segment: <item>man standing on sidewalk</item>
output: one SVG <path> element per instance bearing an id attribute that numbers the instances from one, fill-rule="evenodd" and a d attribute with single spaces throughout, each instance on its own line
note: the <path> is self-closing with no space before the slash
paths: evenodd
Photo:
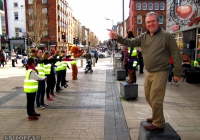
<path id="1" fill-rule="evenodd" d="M 174 60 L 174 79 L 176 81 L 180 80 L 180 76 L 182 76 L 182 59 L 174 37 L 159 26 L 157 13 L 147 13 L 145 23 L 147 32 L 132 40 L 122 38 L 112 30 L 109 30 L 109 36 L 126 46 L 141 46 L 147 70 L 144 81 L 145 97 L 152 108 L 152 118 L 147 119 L 147 122 L 152 124 L 144 127 L 147 130 L 164 131 L 163 102 L 169 74 L 169 58 L 172 56 Z"/>

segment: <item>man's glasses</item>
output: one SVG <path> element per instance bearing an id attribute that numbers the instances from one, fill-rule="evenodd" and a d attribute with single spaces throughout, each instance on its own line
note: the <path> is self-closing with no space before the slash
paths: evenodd
<path id="1" fill-rule="evenodd" d="M 156 23 L 157 20 L 152 20 L 152 21 L 147 21 L 146 24 L 150 24 L 150 23 Z"/>

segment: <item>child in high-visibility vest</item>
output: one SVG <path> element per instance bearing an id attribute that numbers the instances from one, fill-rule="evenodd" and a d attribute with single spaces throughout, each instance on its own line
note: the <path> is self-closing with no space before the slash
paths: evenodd
<path id="1" fill-rule="evenodd" d="M 38 120 L 40 114 L 34 110 L 34 102 L 36 91 L 38 90 L 38 80 L 44 80 L 45 76 L 40 77 L 38 71 L 35 68 L 34 59 L 29 58 L 26 65 L 26 77 L 24 80 L 24 92 L 27 97 L 27 114 L 28 120 Z"/>

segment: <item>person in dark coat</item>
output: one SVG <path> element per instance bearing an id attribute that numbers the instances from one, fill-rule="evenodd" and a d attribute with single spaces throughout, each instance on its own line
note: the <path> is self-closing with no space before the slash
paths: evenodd
<path id="1" fill-rule="evenodd" d="M 138 63 L 140 65 L 140 69 L 139 69 L 139 72 L 140 74 L 143 74 L 144 71 L 144 62 L 143 62 L 143 56 L 142 56 L 142 51 L 141 51 L 141 47 L 138 47 Z"/>

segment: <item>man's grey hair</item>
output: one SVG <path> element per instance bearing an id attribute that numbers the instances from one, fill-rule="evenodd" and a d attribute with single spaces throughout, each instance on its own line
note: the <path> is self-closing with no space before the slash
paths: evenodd
<path id="1" fill-rule="evenodd" d="M 146 17 L 152 16 L 152 15 L 155 15 L 157 17 L 157 20 L 159 21 L 159 15 L 156 12 L 149 12 L 146 14 Z M 146 21 L 146 18 L 145 18 L 145 21 Z"/>

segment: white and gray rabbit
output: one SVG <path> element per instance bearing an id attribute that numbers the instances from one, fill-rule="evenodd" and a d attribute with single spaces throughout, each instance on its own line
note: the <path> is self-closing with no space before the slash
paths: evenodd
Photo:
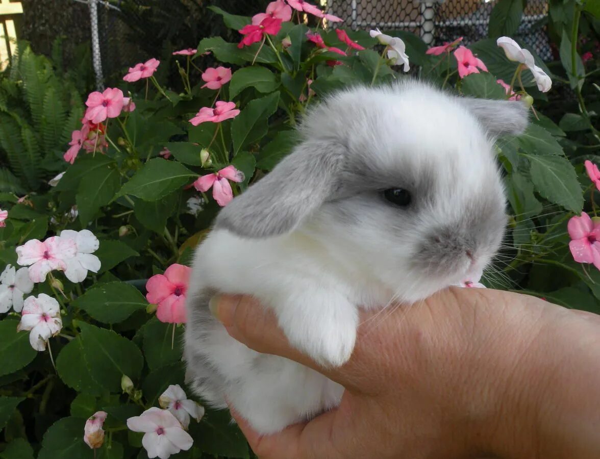
<path id="1" fill-rule="evenodd" d="M 221 211 L 196 252 L 184 352 L 196 392 L 219 408 L 226 398 L 262 433 L 337 406 L 339 385 L 232 338 L 211 295 L 253 295 L 292 346 L 342 365 L 359 308 L 421 300 L 490 262 L 506 223 L 494 139 L 527 118 L 521 103 L 414 82 L 313 109 L 301 143 Z"/>

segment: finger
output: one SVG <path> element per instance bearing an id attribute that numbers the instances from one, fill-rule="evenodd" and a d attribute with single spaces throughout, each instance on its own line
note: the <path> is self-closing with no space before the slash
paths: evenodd
<path id="1" fill-rule="evenodd" d="M 217 295 L 209 304 L 211 310 L 229 335 L 251 349 L 290 359 L 313 368 L 346 388 L 354 387 L 349 362 L 337 368 L 325 368 L 290 345 L 279 328 L 273 313 L 251 296 Z"/>

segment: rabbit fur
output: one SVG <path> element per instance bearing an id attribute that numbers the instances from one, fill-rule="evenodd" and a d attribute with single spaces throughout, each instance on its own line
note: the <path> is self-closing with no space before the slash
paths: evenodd
<path id="1" fill-rule="evenodd" d="M 359 308 L 414 302 L 481 274 L 506 223 L 493 142 L 527 122 L 521 103 L 417 82 L 350 88 L 313 109 L 293 151 L 221 211 L 196 251 L 184 358 L 196 394 L 218 408 L 226 398 L 262 434 L 338 405 L 338 384 L 231 338 L 211 296 L 253 296 L 293 346 L 342 365 Z M 395 188 L 409 205 L 384 199 Z"/>

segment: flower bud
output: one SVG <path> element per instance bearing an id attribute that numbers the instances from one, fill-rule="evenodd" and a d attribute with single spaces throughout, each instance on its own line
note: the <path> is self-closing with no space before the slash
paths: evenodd
<path id="1" fill-rule="evenodd" d="M 130 394 L 133 390 L 133 381 L 127 374 L 124 374 L 121 378 L 121 388 L 124 394 Z"/>
<path id="2" fill-rule="evenodd" d="M 208 150 L 206 148 L 203 148 L 200 152 L 200 160 L 202 162 L 203 167 L 209 167 L 212 164 L 212 161 L 211 160 L 211 154 L 208 152 Z"/>

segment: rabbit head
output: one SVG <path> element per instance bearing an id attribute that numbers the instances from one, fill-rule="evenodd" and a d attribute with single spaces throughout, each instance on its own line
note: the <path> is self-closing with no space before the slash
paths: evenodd
<path id="1" fill-rule="evenodd" d="M 306 116 L 299 145 L 216 227 L 305 232 L 365 282 L 422 299 L 481 273 L 497 250 L 505 198 L 493 142 L 527 120 L 521 103 L 416 82 L 343 91 Z"/>

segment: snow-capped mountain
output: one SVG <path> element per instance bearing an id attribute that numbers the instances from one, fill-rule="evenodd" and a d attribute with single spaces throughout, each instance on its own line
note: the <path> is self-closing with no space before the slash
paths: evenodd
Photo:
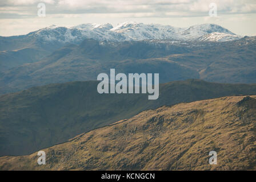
____
--- Task brief ---
Update every row above by replacing each "single spaces" with "single space characters", keeping all other text unchanged. Leave the pictures out of the output.

--- Output of the exercise ---
segment: <item>man standing on sidewalk</item>
output: one SVG <path> element per instance bearing an id attribute that numbers the instances from one, fill-rule="evenodd" and a d attribute with single space characters throughout, each instance on its own line
note: the <path> is self-closing with no space before the slash
paths: evenodd
Photo:
<path id="1" fill-rule="evenodd" d="M 174 60 L 174 79 L 176 81 L 180 80 L 180 76 L 182 76 L 182 59 L 174 37 L 159 26 L 157 13 L 147 13 L 145 23 L 147 32 L 132 40 L 122 38 L 112 30 L 109 30 L 109 36 L 126 46 L 141 46 L 147 70 L 144 81 L 145 97 L 152 108 L 152 118 L 147 119 L 147 122 L 152 124 L 144 127 L 147 130 L 164 131 L 163 102 L 169 74 L 169 58 L 172 56 Z"/>

segment: <item>man's glasses</item>
output: one SVG <path> element per instance bearing an id attribute that numbers the instances from one, fill-rule="evenodd" and a d attribute with single space characters throughout, each instance on its own line
note: the <path> is self-closing with no space before the slash
paths: evenodd
<path id="1" fill-rule="evenodd" d="M 156 23 L 157 20 L 152 20 L 152 21 L 147 21 L 146 24 L 150 24 L 150 23 Z"/>

segment: <item>child in high-visibility vest</item>
output: one SVG <path> element per instance bearing an id attribute that numbers the instances from one, fill-rule="evenodd" and a d attribute with single space characters throughout, each instance on its own line
note: the <path> is self-closing with no space before the slash
paths: evenodd
<path id="1" fill-rule="evenodd" d="M 38 120 L 40 114 L 34 110 L 34 102 L 36 91 L 38 90 L 38 80 L 44 80 L 45 76 L 40 77 L 38 71 L 35 68 L 34 59 L 29 58 L 26 65 L 26 77 L 24 80 L 24 92 L 27 97 L 27 114 L 28 120 Z"/>

segment: <item>person in dark coat</item>
output: one SVG <path> element per instance bearing an id attribute that numbers the instances from one, fill-rule="evenodd" and a d attribute with single space characters throughout, each instance on its own line
note: the <path> is self-closing with no space before the slash
paths: evenodd
<path id="1" fill-rule="evenodd" d="M 138 63 L 140 65 L 140 69 L 139 69 L 139 72 L 140 74 L 143 74 L 144 71 L 144 62 L 143 62 L 143 56 L 142 56 L 142 51 L 141 51 L 141 47 L 138 47 Z"/>

segment: <item>man's grey hair</item>
output: one SVG <path> element per instance bearing an id attribute that numbers the instances from one, fill-rule="evenodd" and a d attribute with single space characters throughout, each instance on its own line
note: the <path> is self-closing with no space before the slash
paths: evenodd
<path id="1" fill-rule="evenodd" d="M 146 17 L 152 16 L 152 15 L 155 15 L 157 17 L 157 20 L 159 21 L 159 15 L 156 12 L 149 12 L 146 14 Z M 146 21 L 146 18 L 145 18 L 145 21 Z"/>

segment: white and gray rabbit
output: one SVG <path> element per instance bearing an id attribute that numbers the instances from one, fill-rule="evenodd" and a d attribute with single space characters throughout, each instance on its own line
note: the <path> is self-closing with no space before the slash
paths: evenodd
Photo:
<path id="1" fill-rule="evenodd" d="M 221 211 L 196 252 L 184 352 L 196 392 L 219 408 L 226 398 L 262 433 L 337 406 L 339 385 L 232 338 L 211 295 L 253 295 L 292 346 L 342 365 L 359 308 L 421 300 L 490 262 L 506 223 L 494 139 L 527 118 L 521 103 L 414 82 L 313 109 L 301 143 Z"/>

segment: finger
output: one SVG <path> element per instance bearing an id attribute that numbers the instances from one, fill-rule="evenodd" and a d attribute with single space characters throughout, each instance on its own line
note: the <path> is self-closing with no space before the slash
paths: evenodd
<path id="1" fill-rule="evenodd" d="M 217 295 L 209 304 L 211 310 L 229 335 L 251 349 L 290 359 L 313 368 L 346 388 L 354 387 L 349 362 L 337 368 L 325 368 L 290 345 L 279 328 L 273 313 L 251 296 Z"/>

segment: rabbit fur
output: one SVG <path> element per instance bearing an id attribute that numbers the instances from one, fill-rule="evenodd" and a d attribute with single space characters throughout, each instance on its own line
note: the <path> is self-closing with no space before the slash
paths: evenodd
<path id="1" fill-rule="evenodd" d="M 359 308 L 414 302 L 481 274 L 506 223 L 493 142 L 527 122 L 521 103 L 417 82 L 350 88 L 313 109 L 293 151 L 221 211 L 196 251 L 184 358 L 196 394 L 218 408 L 226 398 L 262 434 L 338 405 L 338 384 L 231 338 L 211 296 L 253 296 L 293 346 L 342 365 Z M 395 188 L 409 205 L 384 199 Z"/>

segment: flower bud
output: one SVG <path> element per instance bearing an id attribute that numbers the instances from one, fill-rule="evenodd" and a d attribute with single space characters throughout, each instance on its own line
note: the <path> is self-closing with no space before the slash
paths: evenodd
<path id="1" fill-rule="evenodd" d="M 130 394 L 133 390 L 133 381 L 127 374 L 124 374 L 121 378 L 121 388 L 124 394 Z"/>
<path id="2" fill-rule="evenodd" d="M 208 150 L 206 148 L 203 148 L 200 152 L 200 160 L 202 162 L 203 167 L 209 167 L 212 164 L 212 161 L 211 160 L 211 154 L 208 152 Z"/>

segment: rabbit head
output: one SVG <path> element per instance bearing an id attribute that numbers the instances from one, fill-rule="evenodd" and a d attribute with single space characters throughout, each instance on its own line
note: the <path> is self-closing with no space before the slash
paths: evenodd
<path id="1" fill-rule="evenodd" d="M 306 116 L 299 145 L 216 227 L 305 232 L 365 282 L 422 299 L 481 273 L 497 250 L 505 198 L 493 142 L 527 120 L 521 103 L 416 82 L 343 91 Z"/>

segment: snow-capped mountain
output: one SVG <path> element per instance bearing an id attribute that numbers the instances from one, fill-rule="evenodd" and a d attribute with single space characters throughout, each instance on its own line
note: the <path> is self-closing with no space before the slash
paths: evenodd
Photo:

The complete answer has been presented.